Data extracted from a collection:
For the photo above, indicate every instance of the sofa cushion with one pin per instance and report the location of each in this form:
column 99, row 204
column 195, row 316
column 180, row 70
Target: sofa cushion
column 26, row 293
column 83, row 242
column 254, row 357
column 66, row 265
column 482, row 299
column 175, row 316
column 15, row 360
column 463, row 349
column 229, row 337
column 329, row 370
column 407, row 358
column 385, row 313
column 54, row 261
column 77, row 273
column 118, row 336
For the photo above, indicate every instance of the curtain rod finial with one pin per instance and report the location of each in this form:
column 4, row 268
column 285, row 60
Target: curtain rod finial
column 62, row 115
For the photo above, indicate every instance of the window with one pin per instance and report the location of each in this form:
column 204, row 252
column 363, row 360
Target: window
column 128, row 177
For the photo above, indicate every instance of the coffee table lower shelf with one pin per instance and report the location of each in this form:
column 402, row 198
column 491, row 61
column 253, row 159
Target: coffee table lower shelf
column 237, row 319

* * *

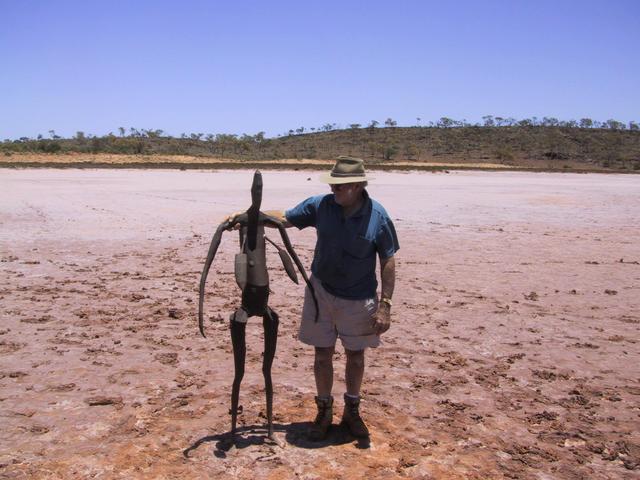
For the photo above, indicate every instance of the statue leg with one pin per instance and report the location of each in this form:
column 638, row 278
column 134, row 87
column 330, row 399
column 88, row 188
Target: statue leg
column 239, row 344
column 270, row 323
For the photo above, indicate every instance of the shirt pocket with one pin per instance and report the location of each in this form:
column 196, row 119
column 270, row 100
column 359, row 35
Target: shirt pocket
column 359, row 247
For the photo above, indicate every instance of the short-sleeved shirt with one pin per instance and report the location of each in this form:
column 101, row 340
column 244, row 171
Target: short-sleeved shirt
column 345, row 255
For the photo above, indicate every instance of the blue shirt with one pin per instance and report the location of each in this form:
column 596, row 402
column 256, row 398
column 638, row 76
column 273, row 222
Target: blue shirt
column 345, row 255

- What you need to do -
Return word for word the lines above from the line with "For the photo above, indicate every instance of the sofa" to the line with "column 180, row 70", including both and leaving out all others.

- Exercise solution -
For the photo above, indicate every instance of the sofa cushion with one pin per instance and report the location of each in this form:
column 99, row 204
column 195, row 316
column 180, row 70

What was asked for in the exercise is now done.